Sim, no liceu feminino Guiomar de Lencastre.

Quando pensou em optar por Direito, isso não terá sido um grande motivo de alegria na família...
Foi terrível. Eu tenho uma família com uma estrutura muito patriarcal, em que o irmão mais velho do meu pai, o meu tio José, funcionava como o verdadeiro chefe da família. O seu filho, Fernando, que é meu padrinho de batismo e foi embaixador de Angola em Portugal, tinha vindo para Coimbra estudar Direito e exilou-se, saindo de Portugal numa leva de estudantes das colónias no início dos anos 60. O meu tio tinha uma grande desconfiança em relação às possíveis consequências das vindas para a então “metrópole” estudar Direito. Achava que o ambiente académico na área do Direito acabava por nos associar a atividades políticas. Sobretudo achava que eu, sendo mulher, não devia correr esse risco. E depois, como o meu avô tinha sido deportado várias vezes, por razões políticas, o meu tio entendia que devíamos tirar cursos técnicos, porque nos permitiam trabalhar em qualquer lugar. Devíamos ser médicos, engenheiros e não nos metermos no que achava serem aventuras perigosas.
::::::
- _TAREFA_: Transcreva na íntegra o texto sobre a escolha do curso de Direito, sem mudar nada.
::::::
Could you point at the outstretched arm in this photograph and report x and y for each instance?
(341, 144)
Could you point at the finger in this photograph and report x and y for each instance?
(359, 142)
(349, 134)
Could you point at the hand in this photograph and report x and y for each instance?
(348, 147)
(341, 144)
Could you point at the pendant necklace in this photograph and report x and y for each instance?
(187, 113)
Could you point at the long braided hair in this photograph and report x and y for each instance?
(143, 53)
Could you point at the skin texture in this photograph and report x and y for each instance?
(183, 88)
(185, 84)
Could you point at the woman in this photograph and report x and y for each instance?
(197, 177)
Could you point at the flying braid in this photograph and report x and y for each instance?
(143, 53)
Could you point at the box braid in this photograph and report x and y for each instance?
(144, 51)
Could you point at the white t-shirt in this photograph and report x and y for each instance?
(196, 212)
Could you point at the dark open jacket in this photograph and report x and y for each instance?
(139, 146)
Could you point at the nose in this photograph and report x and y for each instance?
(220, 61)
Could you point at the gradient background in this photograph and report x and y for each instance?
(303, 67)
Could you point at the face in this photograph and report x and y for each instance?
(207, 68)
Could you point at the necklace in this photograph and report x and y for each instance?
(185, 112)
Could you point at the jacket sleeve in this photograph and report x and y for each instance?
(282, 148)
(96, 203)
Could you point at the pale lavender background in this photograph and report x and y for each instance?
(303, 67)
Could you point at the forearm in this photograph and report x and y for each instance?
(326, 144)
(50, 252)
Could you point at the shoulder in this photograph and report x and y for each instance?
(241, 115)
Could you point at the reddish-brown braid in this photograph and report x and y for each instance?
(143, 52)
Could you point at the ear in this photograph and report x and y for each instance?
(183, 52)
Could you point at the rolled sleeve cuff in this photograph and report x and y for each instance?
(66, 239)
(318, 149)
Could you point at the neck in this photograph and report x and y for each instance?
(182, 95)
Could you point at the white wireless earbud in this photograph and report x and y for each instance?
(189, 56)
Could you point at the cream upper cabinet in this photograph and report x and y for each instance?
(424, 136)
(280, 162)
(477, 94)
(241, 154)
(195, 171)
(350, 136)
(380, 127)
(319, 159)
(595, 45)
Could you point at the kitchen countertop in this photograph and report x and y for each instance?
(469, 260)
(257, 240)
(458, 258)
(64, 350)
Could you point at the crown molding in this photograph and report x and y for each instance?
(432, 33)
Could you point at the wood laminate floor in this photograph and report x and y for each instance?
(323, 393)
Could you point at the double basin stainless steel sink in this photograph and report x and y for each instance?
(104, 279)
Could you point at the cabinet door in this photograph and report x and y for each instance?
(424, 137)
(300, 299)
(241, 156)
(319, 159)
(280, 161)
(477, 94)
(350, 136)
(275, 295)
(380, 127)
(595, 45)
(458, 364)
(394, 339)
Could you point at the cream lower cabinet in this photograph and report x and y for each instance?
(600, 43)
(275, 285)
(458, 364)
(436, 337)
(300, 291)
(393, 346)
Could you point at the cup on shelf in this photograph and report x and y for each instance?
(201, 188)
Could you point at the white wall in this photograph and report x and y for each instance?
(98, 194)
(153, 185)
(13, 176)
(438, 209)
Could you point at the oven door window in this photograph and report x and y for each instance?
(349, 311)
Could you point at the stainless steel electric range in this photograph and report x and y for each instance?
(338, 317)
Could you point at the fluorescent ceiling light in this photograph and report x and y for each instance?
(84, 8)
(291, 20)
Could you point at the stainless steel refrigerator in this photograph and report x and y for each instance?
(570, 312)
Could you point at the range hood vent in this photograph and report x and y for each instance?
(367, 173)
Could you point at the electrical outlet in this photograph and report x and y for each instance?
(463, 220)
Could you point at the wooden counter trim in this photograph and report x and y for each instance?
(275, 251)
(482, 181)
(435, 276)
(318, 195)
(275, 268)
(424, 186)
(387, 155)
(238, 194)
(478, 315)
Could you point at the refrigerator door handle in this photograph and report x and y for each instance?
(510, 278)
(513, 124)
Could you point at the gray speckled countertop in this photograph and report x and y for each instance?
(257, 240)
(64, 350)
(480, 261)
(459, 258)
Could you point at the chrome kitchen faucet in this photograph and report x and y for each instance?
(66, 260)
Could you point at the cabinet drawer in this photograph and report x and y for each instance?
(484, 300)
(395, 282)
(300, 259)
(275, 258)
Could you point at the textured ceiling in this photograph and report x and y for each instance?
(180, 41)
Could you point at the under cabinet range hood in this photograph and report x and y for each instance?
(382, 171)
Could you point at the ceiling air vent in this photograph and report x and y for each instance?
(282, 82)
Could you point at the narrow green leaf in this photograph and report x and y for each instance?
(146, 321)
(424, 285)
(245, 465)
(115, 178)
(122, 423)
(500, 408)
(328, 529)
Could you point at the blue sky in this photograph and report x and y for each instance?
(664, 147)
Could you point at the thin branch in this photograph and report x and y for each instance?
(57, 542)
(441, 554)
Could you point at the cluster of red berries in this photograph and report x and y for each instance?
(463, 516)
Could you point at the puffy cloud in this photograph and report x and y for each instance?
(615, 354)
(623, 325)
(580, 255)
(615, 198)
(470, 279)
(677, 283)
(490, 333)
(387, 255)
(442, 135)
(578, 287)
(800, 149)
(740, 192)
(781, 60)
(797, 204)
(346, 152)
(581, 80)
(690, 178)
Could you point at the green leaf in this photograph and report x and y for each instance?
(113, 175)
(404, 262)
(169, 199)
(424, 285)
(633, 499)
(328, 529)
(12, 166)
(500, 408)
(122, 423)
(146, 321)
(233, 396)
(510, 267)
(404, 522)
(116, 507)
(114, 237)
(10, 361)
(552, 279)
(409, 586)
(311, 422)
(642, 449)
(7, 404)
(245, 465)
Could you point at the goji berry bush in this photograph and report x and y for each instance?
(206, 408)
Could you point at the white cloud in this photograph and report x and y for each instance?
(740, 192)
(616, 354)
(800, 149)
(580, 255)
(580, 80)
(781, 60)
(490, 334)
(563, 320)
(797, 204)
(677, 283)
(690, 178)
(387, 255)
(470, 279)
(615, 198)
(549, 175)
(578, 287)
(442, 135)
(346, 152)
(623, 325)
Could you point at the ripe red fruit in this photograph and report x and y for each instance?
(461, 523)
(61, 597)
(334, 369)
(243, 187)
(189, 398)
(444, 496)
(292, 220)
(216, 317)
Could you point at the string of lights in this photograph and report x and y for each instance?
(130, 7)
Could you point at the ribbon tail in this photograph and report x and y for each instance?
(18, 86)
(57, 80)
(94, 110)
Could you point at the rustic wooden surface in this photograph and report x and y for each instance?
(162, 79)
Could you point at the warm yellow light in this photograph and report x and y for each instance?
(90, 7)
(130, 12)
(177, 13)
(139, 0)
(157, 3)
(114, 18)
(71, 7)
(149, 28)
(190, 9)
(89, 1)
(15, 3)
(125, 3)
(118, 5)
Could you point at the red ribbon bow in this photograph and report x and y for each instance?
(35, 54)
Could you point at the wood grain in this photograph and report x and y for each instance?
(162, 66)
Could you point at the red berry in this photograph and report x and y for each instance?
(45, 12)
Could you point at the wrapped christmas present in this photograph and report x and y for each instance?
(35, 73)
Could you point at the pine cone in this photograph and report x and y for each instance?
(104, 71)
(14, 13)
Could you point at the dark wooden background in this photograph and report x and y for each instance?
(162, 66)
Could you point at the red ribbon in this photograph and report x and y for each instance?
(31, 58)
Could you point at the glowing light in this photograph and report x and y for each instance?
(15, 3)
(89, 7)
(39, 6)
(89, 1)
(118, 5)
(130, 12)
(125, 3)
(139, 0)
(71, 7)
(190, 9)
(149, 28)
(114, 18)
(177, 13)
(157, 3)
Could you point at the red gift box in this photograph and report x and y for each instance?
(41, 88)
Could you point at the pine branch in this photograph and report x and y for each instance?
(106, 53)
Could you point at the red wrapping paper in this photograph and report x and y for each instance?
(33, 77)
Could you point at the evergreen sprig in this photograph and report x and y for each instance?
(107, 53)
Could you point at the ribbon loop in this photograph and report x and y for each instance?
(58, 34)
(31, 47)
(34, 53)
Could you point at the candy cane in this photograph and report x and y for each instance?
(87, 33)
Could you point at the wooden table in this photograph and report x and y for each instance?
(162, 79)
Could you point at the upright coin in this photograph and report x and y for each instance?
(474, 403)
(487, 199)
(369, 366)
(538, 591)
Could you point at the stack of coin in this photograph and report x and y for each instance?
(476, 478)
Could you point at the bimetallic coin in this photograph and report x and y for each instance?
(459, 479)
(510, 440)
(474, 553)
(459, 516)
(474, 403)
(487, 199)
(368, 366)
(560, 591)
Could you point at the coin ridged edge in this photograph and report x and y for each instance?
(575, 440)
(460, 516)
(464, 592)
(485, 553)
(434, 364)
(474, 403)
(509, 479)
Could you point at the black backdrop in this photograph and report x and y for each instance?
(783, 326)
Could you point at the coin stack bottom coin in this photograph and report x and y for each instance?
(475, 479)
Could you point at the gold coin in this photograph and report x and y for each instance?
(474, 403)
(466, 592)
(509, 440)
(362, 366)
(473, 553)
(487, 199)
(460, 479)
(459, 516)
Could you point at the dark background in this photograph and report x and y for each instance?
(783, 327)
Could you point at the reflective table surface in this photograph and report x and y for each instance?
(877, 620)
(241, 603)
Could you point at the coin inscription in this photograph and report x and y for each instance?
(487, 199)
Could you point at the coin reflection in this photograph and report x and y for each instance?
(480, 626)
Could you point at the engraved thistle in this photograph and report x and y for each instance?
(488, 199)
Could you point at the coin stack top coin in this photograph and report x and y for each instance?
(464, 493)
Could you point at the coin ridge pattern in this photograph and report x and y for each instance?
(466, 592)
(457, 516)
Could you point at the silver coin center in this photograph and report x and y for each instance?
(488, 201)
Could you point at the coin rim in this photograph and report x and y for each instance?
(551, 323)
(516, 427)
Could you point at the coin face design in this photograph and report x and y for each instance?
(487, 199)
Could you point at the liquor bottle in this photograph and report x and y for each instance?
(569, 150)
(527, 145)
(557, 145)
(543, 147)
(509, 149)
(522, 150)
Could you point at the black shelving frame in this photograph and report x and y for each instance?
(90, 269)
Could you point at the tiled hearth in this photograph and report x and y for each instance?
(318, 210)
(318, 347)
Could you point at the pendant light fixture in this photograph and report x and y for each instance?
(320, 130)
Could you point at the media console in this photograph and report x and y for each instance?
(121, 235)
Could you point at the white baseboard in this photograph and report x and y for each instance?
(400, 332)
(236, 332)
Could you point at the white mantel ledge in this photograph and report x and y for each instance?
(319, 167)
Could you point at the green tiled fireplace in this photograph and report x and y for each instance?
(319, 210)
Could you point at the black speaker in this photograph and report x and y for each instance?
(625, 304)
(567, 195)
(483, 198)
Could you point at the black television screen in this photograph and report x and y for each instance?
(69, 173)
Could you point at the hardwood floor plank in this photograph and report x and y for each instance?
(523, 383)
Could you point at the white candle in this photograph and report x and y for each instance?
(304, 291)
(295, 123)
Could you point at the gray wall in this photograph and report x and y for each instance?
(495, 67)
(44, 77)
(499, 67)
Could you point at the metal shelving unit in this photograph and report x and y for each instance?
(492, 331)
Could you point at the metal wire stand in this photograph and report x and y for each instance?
::::::
- _RESOLUÇÃO DA TAREFA_:
Sim, no liceu feminino Guiomar de Lencastre.

Quando pensou em optar por Direito, isso não terá sido um grande motivo de alegria na família...
Foi terrível. Eu tenho uma família com uma estrutura muito patriarcal, em que o irmão mais velho do meu pai, o meu tio José, funcionava como o verdadeiro chefe da família. O seu filho, Fernando, que é meu padrinho de batismo e foi embaixador de Angola em Portugal, tinha vindo para Coimbra estudar Direito e exilou-se, saindo de Portugal numa leva de estudantes das colónias no início dos anos 60. O meu tio tinha uma grande desconfiança em relação às possíveis consequências das vindas para a então “metrópole” estudar Direito. Achava que o ambiente académico na área do Direito acabava por nos associar a atividades políticas. Sobretudo achava que eu, sendo mulher, não devia correr esse risco. E depois, como o meu avô tinha sido deportado várias vezes, por razões políticas, o meu tio entendia que devíamos tirar cursos técnicos, porque nos permitiam trabalhar em qualquer lugar. Devíamos ser médicos, engenheiros e não nos metermos no que achava serem aventuras perigosas.